***** Passage given

Warning: Spoilers for Pretty Much the Entire Series Below

The more I have watched and rewatched Lost over the years, the more I think I know what it’s really about. All of the larger themes, all of the characters, all of the stories come down to two basic concepts: do you lead or do you follow?

The title itself suggests as much. Lindelof and Cuse told us while the series was still on the air that all of the characters were not just physically lost but emotionally so. And in either case once you realize that you have two choice. You can either wait for someone to tell you what you’re next steps are — in other words, you can follow — or you can take it upon yourself to figure out how to find a way through — or lead.

Once we understand that the conflicts at the center of the major stories on the series make more sense. This is true of every character and I’ll briefly touch on it here but its always been true of Jack and Locke. One of the many ironies of these two men who were at loggerheads on everything over the series was how alike they were and that’s true of a fundamental concept: neither of them were suited for leadership but neither could follow.

**********
***** Entries provided

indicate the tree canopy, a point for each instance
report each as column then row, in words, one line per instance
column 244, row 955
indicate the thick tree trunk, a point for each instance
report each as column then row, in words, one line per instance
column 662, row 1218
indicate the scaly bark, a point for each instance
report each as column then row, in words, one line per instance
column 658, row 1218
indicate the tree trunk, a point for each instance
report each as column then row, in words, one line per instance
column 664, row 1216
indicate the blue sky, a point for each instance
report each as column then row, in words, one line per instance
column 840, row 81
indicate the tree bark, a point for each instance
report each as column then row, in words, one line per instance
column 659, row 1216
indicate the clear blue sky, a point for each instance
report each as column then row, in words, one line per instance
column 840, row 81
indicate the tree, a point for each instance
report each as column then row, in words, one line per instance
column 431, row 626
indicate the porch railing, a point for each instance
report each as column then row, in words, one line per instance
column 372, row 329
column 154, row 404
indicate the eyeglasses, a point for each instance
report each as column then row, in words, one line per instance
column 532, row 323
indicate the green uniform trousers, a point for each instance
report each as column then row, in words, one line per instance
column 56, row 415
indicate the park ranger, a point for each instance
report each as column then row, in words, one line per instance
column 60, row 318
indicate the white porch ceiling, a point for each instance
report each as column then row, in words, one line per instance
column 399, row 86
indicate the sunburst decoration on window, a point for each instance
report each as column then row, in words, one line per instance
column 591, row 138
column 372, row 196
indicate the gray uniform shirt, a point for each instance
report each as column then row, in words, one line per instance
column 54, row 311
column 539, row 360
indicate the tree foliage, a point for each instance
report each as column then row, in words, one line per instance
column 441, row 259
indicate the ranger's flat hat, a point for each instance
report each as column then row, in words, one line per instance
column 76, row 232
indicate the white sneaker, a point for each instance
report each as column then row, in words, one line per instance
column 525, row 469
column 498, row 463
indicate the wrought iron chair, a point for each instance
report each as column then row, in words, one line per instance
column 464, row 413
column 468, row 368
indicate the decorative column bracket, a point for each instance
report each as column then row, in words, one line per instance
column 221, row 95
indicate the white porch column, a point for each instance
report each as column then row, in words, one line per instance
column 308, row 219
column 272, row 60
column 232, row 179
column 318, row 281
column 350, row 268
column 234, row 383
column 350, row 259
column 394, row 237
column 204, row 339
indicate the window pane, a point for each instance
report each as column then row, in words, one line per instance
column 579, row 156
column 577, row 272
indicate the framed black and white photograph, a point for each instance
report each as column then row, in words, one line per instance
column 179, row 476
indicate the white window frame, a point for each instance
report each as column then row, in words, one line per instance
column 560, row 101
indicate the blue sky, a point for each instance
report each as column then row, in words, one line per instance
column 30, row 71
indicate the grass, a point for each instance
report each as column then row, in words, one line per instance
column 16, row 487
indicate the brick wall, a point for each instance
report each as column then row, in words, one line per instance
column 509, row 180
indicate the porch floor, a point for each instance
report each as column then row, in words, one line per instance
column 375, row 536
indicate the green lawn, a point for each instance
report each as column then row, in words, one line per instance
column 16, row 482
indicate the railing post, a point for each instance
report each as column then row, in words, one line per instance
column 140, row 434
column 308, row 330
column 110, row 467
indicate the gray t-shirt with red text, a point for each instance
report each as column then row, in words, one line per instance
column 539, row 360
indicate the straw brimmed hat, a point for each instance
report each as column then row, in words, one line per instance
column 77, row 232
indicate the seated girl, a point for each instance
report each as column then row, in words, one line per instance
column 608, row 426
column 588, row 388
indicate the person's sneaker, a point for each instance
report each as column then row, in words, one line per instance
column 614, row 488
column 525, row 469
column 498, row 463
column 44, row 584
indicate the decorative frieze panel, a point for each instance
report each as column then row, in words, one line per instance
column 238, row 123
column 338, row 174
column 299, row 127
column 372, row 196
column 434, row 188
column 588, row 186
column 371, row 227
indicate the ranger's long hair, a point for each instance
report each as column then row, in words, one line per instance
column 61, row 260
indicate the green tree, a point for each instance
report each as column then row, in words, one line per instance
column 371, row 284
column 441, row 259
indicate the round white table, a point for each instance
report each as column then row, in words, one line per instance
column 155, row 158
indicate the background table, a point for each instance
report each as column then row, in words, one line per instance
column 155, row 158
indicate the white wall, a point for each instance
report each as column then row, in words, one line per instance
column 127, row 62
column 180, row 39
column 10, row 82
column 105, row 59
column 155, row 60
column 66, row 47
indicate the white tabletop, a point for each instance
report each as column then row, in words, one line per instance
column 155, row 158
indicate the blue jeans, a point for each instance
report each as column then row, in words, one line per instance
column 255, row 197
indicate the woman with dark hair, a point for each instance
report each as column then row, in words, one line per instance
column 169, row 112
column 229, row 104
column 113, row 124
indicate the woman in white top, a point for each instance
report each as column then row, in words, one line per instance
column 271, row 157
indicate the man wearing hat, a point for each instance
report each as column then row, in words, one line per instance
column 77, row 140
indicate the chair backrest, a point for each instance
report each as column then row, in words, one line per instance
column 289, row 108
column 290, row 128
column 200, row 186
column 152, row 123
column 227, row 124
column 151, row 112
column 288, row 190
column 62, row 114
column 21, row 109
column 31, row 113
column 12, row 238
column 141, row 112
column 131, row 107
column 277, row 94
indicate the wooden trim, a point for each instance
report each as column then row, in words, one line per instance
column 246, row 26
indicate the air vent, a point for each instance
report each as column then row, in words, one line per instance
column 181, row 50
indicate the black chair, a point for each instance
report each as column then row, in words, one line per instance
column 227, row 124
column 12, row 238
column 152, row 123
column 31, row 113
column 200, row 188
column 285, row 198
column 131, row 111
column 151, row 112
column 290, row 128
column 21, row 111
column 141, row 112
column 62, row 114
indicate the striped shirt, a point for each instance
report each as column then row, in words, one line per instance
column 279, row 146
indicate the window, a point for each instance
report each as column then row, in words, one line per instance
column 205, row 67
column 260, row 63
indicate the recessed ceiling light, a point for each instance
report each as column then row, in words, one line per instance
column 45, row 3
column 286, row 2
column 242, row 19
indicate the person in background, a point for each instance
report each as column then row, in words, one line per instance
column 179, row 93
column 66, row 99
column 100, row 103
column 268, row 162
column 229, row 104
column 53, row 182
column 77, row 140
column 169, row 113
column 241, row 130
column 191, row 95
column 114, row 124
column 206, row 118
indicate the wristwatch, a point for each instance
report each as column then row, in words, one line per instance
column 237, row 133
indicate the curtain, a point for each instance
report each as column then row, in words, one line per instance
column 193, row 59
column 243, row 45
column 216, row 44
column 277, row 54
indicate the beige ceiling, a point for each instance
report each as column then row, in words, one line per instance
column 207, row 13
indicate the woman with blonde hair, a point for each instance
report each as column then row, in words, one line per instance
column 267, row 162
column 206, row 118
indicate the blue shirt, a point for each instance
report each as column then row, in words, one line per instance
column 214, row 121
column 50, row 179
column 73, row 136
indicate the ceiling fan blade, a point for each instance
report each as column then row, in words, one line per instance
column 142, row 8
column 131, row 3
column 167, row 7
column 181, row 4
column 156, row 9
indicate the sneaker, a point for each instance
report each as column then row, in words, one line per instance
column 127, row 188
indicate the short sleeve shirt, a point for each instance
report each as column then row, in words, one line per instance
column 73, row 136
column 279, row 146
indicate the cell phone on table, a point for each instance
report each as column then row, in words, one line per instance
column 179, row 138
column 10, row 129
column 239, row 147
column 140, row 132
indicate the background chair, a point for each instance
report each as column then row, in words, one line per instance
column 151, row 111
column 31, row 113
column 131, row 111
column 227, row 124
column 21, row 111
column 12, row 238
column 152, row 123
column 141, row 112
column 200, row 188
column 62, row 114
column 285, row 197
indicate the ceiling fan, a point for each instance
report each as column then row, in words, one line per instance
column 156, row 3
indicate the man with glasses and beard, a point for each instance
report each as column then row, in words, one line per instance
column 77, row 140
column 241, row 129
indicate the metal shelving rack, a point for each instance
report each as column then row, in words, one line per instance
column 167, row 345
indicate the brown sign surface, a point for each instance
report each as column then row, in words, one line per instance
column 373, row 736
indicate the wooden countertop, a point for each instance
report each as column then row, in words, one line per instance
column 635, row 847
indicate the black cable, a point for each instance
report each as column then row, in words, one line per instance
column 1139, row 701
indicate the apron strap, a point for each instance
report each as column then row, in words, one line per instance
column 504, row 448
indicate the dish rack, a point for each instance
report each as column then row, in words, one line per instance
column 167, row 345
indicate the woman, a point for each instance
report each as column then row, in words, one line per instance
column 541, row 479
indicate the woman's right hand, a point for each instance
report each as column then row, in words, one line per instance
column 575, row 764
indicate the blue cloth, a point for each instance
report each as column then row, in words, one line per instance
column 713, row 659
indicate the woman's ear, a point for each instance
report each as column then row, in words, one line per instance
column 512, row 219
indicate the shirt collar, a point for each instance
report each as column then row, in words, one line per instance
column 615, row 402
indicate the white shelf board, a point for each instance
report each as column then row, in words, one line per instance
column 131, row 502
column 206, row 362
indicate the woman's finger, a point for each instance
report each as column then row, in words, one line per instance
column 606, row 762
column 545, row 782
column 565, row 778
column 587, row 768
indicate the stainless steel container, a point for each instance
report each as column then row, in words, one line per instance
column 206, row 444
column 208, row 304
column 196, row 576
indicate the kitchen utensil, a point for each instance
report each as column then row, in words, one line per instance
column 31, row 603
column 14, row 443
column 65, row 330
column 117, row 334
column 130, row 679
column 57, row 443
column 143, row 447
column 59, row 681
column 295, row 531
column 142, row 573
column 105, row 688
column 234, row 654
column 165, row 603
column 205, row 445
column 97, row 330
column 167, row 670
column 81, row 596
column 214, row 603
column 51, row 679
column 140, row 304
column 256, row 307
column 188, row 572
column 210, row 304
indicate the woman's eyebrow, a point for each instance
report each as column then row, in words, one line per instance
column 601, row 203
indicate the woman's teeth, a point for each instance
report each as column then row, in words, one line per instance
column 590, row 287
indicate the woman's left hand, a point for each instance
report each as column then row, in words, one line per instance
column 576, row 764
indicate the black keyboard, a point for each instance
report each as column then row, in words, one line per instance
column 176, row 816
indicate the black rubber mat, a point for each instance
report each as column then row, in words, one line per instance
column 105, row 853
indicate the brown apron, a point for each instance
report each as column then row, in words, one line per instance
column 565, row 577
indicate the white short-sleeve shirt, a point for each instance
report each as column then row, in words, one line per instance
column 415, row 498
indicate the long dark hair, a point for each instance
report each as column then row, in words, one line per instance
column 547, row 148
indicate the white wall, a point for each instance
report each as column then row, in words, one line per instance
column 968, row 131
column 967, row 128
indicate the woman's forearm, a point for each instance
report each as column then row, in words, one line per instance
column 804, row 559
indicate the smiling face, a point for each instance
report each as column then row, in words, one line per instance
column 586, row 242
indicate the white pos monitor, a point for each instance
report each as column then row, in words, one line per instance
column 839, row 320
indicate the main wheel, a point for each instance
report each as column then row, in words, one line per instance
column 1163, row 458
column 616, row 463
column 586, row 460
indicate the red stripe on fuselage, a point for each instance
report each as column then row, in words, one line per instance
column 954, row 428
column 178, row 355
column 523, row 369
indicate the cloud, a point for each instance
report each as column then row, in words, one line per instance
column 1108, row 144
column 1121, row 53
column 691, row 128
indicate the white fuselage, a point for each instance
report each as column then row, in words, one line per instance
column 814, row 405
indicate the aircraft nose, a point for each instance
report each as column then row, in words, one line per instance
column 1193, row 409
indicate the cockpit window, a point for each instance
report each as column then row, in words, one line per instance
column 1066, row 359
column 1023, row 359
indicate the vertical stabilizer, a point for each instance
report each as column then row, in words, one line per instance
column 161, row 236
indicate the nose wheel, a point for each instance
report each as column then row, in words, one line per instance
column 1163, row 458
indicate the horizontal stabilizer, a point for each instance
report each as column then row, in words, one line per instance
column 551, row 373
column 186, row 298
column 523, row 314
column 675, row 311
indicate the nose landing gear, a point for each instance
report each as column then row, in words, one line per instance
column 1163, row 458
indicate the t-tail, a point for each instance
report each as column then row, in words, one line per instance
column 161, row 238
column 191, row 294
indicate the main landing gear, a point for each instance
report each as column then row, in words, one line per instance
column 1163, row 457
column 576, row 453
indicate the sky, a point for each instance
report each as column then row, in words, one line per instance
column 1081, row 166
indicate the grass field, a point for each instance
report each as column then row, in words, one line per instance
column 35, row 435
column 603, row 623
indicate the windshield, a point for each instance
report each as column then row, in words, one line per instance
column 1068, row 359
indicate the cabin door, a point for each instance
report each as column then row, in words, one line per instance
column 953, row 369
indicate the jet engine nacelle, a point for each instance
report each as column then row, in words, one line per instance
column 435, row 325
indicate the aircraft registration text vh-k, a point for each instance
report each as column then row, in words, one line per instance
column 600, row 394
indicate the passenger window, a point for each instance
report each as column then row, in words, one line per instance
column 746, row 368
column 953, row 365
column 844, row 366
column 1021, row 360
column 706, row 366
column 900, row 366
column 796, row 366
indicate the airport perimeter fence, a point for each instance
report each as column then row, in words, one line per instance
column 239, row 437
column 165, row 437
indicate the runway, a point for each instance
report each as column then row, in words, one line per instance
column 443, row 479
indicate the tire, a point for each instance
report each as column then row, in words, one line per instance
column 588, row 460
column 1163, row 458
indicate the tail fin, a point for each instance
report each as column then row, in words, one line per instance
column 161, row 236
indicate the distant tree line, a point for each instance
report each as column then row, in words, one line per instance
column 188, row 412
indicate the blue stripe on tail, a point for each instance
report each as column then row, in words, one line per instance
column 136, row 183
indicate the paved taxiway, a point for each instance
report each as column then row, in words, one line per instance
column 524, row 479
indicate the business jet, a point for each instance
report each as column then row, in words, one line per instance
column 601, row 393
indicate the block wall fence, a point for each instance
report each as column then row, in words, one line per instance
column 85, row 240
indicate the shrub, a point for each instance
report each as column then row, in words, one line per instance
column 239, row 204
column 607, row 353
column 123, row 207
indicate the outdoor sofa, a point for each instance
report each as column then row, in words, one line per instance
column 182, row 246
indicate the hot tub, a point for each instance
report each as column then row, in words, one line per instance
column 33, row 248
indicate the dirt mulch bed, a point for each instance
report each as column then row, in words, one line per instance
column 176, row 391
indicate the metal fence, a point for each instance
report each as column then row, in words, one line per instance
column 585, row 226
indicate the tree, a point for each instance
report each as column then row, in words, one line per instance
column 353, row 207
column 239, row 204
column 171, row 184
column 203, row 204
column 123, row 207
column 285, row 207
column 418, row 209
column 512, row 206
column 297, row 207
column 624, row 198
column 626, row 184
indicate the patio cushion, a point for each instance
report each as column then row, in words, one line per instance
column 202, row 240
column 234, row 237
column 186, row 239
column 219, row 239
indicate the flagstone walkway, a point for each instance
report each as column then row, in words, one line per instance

**********

— Complete the following —
1. Answer these questions using the passage on Lost:
(a) What two basic concepts does the passage say all of the themes, characters, and stories come down to?
(b) Who told viewers, while the series was still on the air, that the characters were emotionally as well as physically lost?
(c) Which two men does the passage describe as at loggerheads on everything yet fundamentally alike?
2. Write what follows the final sentence of the passage on Lost.
The entries are separate material and have no connection to the passage on Lost.

— Answers given —
1.
(a) Leading and following: do you lead or do you follow?
(b) Lindelof and Cuse.
(c) Jack and Locke.

2.
White Rabbit images.

Recall their first major conversation in White Rabbit where Jack is following what he thinks is the ghost of his father into the jungle (we now know what that is) Jack is convinced that he’s being led by something impossible and Locke famously tells him: “What if it is?” When Jack says it isn’t, Locke replies: “Even if it is, let’s say that it’s not.”

Locke is urging Jack the only way he can become a leader is if he follows this path to its end. The irony isn’t that Jack nearly died doing so but he had gotten lost in the first place. Once Jack finds his father’s coffin in the caves he smashes it, perhaps thinking that symbolically it will rid him of his baggage. (It didn’t, obviously.) After that Jack made his famous speech which ended: “live together, die alone.” This made him the official leader of the group for the rest of the time he was on the island.

But while Jack acted as the leader, he lacked the skills he needed to survive in the wild. Every time he went on a trip into the jungle, he was supposedly the leader but he was always relying on someone else to guide him: Locke, then Kate when they chased Ethan, Rousseau when they went to the Black Rock and then to the radio tower, Michael when they went to save Walt, the sat phones when they went into the jungle. Jack was always in charge but he was always at the mercy of someone else to find where he was going and you get the feeling that was at the heart of so much of his belligerence. Even when he was leading, he was following.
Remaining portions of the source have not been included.